:: Given entries

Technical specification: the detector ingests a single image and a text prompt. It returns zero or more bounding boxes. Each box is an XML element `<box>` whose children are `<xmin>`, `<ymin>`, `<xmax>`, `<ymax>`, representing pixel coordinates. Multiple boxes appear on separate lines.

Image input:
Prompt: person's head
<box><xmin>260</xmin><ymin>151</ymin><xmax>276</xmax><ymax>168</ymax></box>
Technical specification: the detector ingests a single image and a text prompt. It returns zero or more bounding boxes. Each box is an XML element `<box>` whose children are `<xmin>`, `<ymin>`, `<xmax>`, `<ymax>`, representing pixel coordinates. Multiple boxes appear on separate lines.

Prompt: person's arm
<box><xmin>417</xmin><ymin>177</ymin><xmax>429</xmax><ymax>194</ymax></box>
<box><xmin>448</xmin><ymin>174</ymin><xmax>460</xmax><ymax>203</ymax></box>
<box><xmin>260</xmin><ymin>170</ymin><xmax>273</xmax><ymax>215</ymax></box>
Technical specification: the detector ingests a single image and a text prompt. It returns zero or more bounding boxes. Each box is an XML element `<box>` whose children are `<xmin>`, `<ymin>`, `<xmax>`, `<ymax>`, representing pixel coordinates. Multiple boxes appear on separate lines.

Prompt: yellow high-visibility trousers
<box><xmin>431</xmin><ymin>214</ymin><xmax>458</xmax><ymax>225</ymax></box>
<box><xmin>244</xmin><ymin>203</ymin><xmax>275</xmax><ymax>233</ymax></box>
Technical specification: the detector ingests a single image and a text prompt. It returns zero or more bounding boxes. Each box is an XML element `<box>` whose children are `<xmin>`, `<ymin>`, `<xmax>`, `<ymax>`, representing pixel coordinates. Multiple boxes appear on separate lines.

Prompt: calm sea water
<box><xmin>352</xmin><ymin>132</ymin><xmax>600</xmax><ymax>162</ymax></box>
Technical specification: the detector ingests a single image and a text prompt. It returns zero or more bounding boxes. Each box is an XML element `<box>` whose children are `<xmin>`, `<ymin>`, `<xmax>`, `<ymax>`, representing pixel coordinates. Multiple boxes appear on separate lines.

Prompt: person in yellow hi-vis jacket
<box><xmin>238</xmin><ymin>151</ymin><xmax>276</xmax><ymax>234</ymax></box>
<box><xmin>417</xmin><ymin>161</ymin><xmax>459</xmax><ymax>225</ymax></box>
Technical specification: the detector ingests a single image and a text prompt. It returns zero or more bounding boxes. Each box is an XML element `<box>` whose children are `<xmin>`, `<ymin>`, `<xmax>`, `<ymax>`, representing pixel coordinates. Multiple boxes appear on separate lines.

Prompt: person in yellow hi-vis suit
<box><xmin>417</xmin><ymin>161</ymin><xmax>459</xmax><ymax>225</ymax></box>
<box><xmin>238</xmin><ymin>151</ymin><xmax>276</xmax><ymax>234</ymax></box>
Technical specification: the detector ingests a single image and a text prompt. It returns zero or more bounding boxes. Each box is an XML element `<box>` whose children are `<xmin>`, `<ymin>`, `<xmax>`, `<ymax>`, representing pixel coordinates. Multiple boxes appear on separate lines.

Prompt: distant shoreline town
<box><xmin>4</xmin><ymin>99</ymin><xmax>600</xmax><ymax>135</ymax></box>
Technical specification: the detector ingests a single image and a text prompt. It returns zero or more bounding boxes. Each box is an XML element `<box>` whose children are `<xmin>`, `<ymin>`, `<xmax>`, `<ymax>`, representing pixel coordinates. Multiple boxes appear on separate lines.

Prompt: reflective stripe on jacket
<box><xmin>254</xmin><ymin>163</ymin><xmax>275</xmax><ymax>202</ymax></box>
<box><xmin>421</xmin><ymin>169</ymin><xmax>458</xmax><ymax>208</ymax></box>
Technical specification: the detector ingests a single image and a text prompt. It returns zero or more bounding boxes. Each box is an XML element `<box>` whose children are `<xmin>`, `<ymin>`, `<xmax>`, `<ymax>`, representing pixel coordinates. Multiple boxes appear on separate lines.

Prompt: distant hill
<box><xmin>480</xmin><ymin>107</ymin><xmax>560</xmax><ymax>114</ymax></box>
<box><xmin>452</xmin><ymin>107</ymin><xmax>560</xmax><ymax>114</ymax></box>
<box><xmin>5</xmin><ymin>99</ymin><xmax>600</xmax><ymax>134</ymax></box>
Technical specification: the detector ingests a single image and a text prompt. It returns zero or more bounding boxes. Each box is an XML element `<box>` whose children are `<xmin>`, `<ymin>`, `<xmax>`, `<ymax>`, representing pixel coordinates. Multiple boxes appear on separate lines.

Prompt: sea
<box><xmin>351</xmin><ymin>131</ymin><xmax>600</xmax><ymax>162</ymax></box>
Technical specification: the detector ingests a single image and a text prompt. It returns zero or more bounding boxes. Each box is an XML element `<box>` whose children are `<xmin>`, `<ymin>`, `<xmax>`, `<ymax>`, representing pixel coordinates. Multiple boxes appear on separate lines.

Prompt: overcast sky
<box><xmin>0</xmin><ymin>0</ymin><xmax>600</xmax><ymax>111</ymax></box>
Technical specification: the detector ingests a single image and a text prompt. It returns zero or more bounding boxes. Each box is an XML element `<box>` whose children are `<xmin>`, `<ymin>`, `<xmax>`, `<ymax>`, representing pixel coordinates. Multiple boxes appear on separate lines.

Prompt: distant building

::::

▸ **Stated problem**: Which of the lines above contain the string "jacket", matching case? Show each of them in full.

▸ **Completed task**:
Prompt: person in yellow hi-vis jacket
Prompt: reflective stripe on jacket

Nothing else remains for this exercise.